*TASK TO CARRY OUT*
Print all the records below, word for word and in full.

*AVAILABLE RECORDS*
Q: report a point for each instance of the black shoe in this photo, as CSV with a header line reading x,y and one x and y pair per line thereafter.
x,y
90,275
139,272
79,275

*WRITTEN SOLUTION*
Q: report a point for each instance of the black shoe in this photo, as CSV with a header line reading x,y and one x and y pair per line thereafter.
x,y
90,275
139,272
79,275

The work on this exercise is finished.